Election Section

New: I Hope You Will Help Put Me On the Berkeley Tenants Convention Rent Board Slate

Thomas Lord
Monday April 18, 2016 - 12:29:00 PM

May I have your vote of support to run for the Rent Stabilization Board?

Save the date: April 24th, the Berkeley Tenants Convention. It's at the South Berkeley Senior Center, 2939 Ellis Street, and starts at 1:30. See http://berkeleytenantsconvention.net/

Why should you attend?

* Do you support protecting tenants from unfair evictions?

* Do you oppose unwarranted, excessive rent hikes?

* Are you in favor of fighting displacement due to gentrification? Protecting and enhancing the city's diversity?

* Are you alarmed by the very high price of market rate rentals these days? Wondering how anyone but the rich can ever move to Berkeley?

* Do you wonder where students or people who work in Berkeley are supposed to live?

* Are you against kicking seniors and long-standing residents out of Berkeley simply because their incomes are too low?

______________________________

**Set task 1:**
Answer these questions about the rent board campaign letter:
(a) What board does the writer want to run for?
(b) At what street address is the Berkeley Tenants Convention held?
(c) At what time does the convention start?
**Set task 2:** Extend the rent board campaign letter from its last line onward.

**Extracted information:**

______________________________

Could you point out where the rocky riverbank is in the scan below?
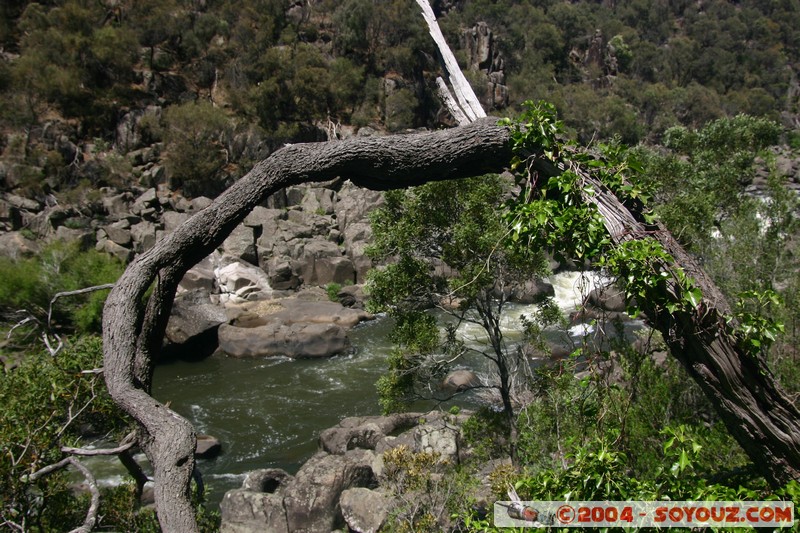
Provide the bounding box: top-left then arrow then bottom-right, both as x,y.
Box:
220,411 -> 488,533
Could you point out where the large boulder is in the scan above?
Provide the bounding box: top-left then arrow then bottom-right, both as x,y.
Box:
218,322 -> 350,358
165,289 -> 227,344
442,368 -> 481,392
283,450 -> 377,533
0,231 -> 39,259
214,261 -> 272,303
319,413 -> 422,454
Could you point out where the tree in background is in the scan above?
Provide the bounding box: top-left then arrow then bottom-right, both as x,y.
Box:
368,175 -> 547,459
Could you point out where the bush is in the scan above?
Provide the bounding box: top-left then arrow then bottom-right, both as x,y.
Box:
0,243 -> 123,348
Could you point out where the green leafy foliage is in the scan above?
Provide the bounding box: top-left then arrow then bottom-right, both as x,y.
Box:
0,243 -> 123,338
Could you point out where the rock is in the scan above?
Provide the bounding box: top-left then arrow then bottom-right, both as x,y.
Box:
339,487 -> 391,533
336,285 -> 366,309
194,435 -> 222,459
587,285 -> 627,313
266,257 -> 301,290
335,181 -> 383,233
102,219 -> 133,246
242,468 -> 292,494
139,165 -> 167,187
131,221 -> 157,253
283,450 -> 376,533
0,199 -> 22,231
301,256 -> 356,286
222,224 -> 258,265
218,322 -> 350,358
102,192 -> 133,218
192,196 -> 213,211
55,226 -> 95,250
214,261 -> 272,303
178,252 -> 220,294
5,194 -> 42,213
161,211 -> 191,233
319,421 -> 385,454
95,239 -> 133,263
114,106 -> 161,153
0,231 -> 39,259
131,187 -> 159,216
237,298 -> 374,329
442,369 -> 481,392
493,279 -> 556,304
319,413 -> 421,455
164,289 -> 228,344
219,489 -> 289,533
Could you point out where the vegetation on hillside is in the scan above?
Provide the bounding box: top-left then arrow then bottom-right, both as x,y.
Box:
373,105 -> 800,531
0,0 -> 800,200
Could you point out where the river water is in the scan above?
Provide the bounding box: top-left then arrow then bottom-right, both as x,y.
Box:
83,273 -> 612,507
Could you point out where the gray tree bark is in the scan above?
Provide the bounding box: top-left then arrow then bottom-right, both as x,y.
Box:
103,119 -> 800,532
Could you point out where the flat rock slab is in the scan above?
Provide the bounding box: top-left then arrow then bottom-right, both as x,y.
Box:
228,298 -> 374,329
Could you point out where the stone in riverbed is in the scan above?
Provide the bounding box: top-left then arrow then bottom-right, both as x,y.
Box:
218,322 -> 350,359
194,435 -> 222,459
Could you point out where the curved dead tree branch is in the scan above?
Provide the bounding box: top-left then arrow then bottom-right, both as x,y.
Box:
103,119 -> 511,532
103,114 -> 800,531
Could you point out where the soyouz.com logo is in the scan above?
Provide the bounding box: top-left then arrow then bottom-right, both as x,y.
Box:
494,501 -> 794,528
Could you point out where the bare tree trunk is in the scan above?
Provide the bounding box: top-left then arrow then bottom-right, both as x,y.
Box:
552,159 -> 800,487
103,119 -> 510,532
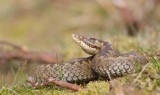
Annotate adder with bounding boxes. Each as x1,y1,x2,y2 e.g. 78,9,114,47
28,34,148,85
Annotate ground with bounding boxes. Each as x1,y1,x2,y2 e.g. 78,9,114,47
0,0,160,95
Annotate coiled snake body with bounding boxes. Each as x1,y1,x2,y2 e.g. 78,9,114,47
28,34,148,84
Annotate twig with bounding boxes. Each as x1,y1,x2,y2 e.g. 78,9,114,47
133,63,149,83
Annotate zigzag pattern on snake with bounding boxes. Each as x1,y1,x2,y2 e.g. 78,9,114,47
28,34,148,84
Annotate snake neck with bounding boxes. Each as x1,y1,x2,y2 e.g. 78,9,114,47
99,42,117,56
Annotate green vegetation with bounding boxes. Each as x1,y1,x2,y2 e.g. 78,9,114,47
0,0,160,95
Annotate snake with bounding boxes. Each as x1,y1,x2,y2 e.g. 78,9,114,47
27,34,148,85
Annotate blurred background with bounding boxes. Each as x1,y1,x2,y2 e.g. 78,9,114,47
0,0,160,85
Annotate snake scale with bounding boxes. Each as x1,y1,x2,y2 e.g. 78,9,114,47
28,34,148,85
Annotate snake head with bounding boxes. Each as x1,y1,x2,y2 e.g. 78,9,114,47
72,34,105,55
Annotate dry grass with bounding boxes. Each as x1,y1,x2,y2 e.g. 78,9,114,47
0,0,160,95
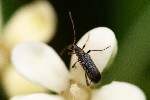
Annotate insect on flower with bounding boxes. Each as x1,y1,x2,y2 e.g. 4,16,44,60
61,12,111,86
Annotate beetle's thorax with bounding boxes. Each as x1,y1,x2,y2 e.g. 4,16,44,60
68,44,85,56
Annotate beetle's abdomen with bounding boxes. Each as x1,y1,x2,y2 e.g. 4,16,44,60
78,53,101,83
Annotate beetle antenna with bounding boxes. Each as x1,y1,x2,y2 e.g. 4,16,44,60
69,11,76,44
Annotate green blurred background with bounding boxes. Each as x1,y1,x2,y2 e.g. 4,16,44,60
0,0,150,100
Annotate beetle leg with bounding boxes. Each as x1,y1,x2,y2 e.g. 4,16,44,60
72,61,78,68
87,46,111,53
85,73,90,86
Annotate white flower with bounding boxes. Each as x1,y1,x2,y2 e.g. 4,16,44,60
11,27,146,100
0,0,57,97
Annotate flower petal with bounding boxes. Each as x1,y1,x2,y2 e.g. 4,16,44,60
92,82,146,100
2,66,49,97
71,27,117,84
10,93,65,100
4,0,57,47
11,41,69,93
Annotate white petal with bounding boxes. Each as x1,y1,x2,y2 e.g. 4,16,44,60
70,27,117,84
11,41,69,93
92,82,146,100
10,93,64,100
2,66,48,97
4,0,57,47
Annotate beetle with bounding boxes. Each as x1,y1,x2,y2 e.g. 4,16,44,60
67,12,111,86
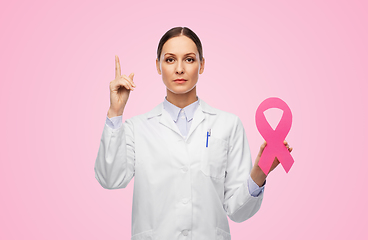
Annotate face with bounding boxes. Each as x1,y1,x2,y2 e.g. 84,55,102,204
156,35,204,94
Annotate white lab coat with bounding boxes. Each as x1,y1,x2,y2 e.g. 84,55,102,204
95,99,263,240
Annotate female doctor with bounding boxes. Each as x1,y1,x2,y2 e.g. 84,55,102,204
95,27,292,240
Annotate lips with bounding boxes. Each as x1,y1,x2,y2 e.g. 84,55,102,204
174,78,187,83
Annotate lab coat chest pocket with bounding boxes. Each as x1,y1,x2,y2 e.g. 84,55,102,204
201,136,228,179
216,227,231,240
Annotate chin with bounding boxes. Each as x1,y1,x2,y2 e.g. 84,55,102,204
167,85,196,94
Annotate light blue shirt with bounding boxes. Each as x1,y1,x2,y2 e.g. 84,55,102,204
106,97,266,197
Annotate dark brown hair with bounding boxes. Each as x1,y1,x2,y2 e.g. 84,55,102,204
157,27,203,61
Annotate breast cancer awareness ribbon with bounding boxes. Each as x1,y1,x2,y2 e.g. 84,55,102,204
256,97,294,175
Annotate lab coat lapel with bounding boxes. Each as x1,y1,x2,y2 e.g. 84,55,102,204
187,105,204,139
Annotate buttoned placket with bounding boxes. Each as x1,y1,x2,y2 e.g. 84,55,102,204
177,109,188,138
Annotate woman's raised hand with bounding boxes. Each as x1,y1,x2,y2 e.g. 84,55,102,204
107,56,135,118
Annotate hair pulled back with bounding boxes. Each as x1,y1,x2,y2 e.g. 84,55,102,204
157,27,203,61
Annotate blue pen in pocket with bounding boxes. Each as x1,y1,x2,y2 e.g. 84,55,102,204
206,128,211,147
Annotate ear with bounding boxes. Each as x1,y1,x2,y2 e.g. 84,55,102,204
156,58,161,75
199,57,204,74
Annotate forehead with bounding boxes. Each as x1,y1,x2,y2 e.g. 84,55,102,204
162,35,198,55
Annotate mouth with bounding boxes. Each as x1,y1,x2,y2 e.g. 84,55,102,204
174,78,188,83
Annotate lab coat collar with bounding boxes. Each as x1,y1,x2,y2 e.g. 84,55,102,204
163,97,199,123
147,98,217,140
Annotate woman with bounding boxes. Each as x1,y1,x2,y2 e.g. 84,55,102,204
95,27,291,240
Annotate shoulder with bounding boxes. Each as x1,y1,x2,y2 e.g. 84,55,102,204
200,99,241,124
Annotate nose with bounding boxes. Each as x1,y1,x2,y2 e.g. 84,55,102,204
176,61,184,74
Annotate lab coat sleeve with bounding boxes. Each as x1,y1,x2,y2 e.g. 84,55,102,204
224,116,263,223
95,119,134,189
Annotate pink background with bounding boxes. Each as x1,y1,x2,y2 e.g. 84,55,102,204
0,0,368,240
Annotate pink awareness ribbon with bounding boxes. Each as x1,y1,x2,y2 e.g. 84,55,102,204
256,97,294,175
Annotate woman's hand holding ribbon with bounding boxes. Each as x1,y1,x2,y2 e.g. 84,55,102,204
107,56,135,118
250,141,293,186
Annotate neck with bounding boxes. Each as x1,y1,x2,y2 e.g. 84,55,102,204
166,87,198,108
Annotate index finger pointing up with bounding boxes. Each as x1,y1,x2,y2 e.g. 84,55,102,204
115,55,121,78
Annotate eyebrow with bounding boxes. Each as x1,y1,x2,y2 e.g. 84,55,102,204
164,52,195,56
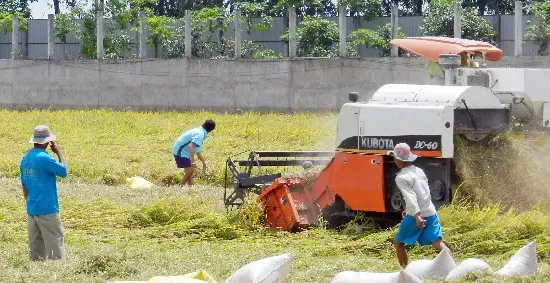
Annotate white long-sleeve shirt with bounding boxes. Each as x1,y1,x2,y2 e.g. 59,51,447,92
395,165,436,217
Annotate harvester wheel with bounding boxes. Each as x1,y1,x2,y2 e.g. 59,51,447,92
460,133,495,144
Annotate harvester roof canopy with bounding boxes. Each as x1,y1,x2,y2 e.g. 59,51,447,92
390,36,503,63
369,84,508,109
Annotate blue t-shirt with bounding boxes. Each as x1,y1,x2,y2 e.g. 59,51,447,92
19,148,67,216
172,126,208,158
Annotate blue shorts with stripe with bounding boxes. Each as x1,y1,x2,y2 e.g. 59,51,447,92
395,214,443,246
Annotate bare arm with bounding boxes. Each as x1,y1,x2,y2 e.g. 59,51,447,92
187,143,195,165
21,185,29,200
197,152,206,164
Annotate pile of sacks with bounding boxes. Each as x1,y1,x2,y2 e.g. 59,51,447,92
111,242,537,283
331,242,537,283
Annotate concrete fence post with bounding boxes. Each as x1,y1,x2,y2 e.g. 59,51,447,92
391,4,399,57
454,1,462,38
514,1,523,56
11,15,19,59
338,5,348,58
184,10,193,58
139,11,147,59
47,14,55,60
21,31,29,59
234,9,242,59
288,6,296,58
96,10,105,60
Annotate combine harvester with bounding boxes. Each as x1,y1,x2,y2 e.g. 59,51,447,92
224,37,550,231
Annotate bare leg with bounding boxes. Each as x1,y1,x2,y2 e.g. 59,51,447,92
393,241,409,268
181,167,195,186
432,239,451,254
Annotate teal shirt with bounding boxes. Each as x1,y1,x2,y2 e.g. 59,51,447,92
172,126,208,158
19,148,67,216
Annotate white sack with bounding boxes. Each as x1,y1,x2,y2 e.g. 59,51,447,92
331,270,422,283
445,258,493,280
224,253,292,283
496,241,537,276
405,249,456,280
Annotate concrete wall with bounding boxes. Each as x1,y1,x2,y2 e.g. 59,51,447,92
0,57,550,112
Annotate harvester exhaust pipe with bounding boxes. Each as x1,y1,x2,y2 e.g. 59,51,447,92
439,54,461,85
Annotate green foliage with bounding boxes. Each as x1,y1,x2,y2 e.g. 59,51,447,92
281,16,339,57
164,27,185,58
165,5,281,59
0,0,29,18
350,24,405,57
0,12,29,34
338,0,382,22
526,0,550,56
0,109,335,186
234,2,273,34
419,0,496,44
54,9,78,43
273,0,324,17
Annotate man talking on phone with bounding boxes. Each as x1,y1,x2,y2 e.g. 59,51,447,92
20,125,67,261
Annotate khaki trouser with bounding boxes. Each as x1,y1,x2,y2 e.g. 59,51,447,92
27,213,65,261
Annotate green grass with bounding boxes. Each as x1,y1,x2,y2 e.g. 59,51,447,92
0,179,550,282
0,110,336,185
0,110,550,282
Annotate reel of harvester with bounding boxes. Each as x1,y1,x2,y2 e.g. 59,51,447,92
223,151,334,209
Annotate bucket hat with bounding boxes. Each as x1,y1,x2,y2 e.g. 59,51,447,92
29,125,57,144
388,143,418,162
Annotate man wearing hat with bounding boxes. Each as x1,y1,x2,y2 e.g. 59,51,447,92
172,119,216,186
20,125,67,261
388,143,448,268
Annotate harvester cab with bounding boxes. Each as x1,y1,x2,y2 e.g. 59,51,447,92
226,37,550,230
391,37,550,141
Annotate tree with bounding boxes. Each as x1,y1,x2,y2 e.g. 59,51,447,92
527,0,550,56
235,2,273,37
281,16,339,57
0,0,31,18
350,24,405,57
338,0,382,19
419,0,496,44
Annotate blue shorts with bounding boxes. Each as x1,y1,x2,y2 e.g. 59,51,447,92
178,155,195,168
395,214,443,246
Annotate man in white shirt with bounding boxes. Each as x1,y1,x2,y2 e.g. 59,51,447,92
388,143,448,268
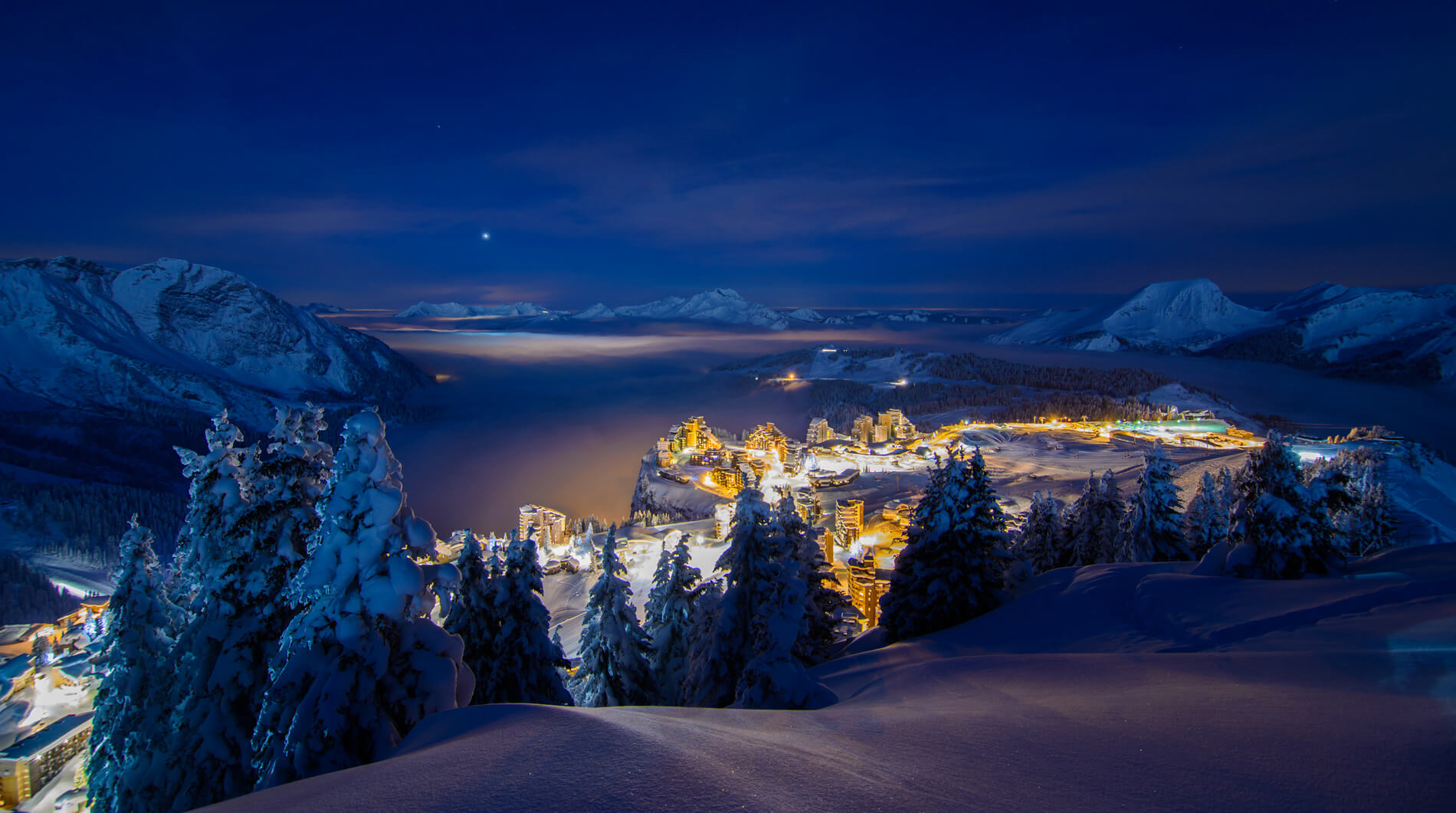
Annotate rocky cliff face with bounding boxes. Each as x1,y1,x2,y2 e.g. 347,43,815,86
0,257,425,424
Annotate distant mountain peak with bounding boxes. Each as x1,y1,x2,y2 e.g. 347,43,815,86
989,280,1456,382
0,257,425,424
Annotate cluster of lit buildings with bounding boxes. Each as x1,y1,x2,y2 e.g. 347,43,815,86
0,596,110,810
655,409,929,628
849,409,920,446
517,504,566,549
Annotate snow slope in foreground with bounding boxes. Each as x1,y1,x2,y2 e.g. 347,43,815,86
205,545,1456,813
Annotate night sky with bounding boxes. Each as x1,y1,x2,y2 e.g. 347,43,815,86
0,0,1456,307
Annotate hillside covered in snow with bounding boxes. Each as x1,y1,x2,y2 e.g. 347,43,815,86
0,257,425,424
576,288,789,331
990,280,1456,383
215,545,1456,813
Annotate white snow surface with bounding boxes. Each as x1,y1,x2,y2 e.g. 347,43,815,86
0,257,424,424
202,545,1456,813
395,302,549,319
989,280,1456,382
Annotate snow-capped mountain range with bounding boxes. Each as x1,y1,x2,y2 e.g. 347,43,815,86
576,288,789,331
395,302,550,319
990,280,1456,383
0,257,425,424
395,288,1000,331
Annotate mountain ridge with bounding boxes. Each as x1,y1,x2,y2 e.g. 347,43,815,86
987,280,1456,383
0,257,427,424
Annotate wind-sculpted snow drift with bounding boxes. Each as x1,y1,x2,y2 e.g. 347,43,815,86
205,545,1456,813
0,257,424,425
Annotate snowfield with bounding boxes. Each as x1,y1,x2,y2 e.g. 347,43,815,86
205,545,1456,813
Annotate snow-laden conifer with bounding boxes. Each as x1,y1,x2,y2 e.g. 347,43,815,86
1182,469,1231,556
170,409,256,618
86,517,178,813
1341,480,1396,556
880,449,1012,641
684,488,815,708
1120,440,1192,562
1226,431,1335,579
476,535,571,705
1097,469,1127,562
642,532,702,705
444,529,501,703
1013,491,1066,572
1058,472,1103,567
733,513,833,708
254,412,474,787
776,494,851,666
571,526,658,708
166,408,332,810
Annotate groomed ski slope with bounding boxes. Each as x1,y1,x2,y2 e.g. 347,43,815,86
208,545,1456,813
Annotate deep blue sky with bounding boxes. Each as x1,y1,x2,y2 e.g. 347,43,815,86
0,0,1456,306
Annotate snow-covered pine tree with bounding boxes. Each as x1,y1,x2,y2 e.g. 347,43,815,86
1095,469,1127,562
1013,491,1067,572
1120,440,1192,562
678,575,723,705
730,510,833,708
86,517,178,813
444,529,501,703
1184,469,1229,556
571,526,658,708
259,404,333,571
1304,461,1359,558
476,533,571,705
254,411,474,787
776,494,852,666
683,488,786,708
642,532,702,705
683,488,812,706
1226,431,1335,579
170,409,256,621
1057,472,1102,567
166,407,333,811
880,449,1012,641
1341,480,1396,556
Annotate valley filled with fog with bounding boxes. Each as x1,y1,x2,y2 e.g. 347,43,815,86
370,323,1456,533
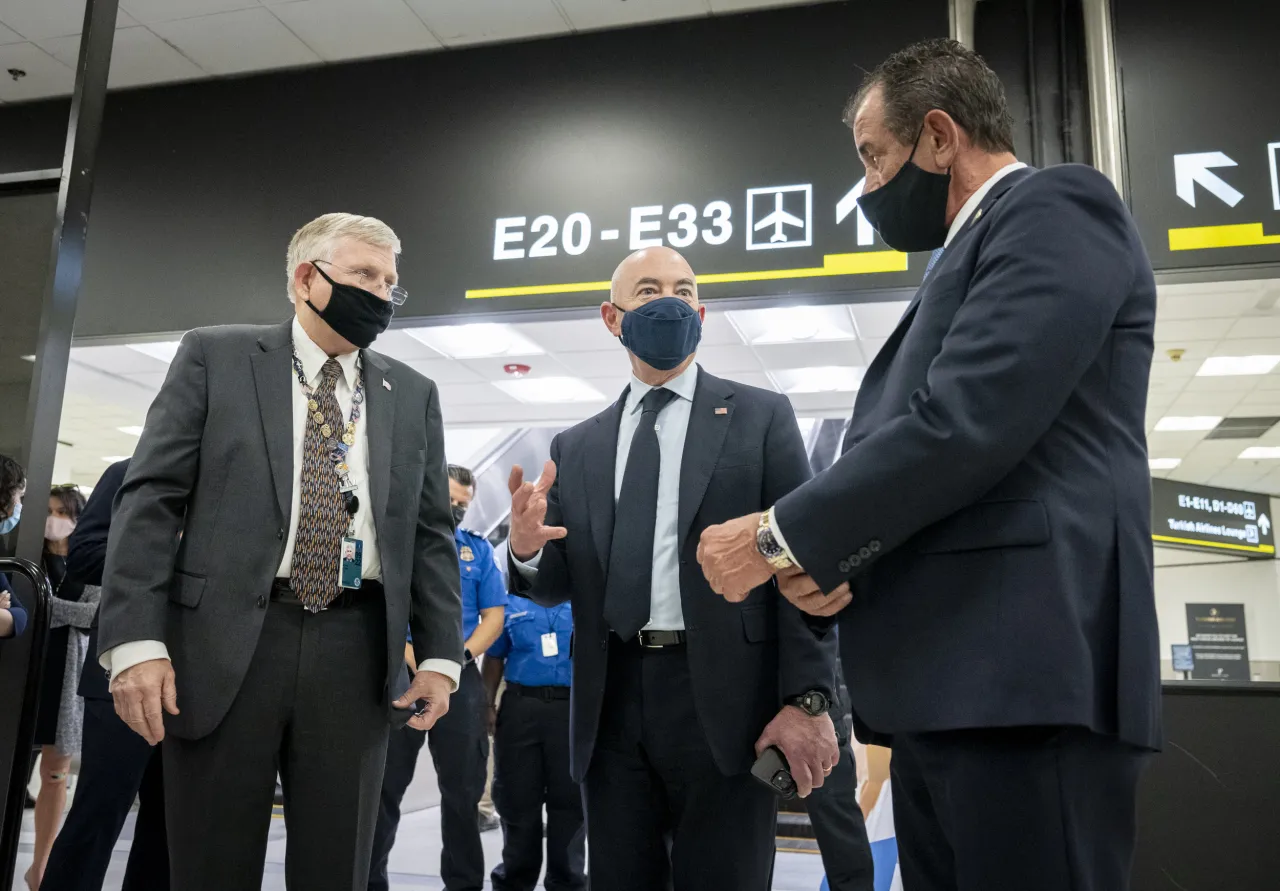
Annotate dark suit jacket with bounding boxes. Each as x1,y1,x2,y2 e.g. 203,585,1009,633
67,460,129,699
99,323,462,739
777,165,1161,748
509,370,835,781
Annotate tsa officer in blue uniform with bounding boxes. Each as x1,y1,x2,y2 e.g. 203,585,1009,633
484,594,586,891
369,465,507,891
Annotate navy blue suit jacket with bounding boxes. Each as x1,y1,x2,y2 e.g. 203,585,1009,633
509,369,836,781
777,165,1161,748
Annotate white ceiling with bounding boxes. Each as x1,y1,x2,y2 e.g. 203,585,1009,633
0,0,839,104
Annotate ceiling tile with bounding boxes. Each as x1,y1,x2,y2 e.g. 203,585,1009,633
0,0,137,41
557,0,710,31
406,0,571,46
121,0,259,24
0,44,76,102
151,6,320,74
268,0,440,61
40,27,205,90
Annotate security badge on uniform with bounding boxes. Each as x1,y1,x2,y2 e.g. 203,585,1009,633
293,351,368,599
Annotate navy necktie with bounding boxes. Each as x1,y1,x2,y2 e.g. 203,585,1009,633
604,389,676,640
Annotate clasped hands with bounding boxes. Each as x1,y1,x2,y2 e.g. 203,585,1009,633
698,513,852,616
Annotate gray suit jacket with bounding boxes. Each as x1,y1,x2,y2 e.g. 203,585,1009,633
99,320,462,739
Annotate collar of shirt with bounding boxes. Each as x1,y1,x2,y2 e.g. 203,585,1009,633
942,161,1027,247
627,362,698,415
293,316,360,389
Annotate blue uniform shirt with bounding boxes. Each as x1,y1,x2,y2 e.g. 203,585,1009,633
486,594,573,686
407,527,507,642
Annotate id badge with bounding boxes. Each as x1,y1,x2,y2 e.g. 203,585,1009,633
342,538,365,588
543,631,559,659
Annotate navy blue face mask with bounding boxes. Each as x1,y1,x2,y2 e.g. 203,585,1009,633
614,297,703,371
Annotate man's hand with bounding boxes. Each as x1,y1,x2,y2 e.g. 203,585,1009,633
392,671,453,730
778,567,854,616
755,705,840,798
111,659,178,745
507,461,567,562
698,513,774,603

______________________________

**Right answer 1:**
(a) The Rent Stabilization Board.
(b) 2939 Ellis Street, at the South Berkeley Senior Center.
(c) 1:30.

**Right answer 2:**
* And at the same time, do you believe that landlords and tenants alike deserve dignity, fairness, and respect from the City?

If so, then the Tenants Convention is for you. Your votes will pick a slate of four Rent Board candidates from a field of 12.

You might wonder: What's at stake at this convention?

You might wonder: Why should I vote for Thomas Lord?  

 

Every candidate running for the slate is passionate about continuing the good work the Rent Stabilization Board and Staff have been doing for a long time. 

We candidates are all passionate about the importance of rent control in Berkeley. We all aspire to be its strong defenders and protectors. 

Here's the thing, though. We aren't going to restore housing affordability in Berkeley with just passion. 

For the last 20 years the rents on Berkeley apartments, including rent controlled apartments, has been going through the roof. 

With the 1995 arrival of Costa-Hawkins vacancy decontrol it was game over for the rent control system that was established in 1980 in Berkeley. 

Those people who brought about rent control in 1980 had a really good model in mind. They had a good idea how to keep Berkeley rents reasonable and affordable, even to students who enter and exit leases frequently. Even during a vacancy, they reckoned, landlords should not ordinarily be raising rents faster than inflation.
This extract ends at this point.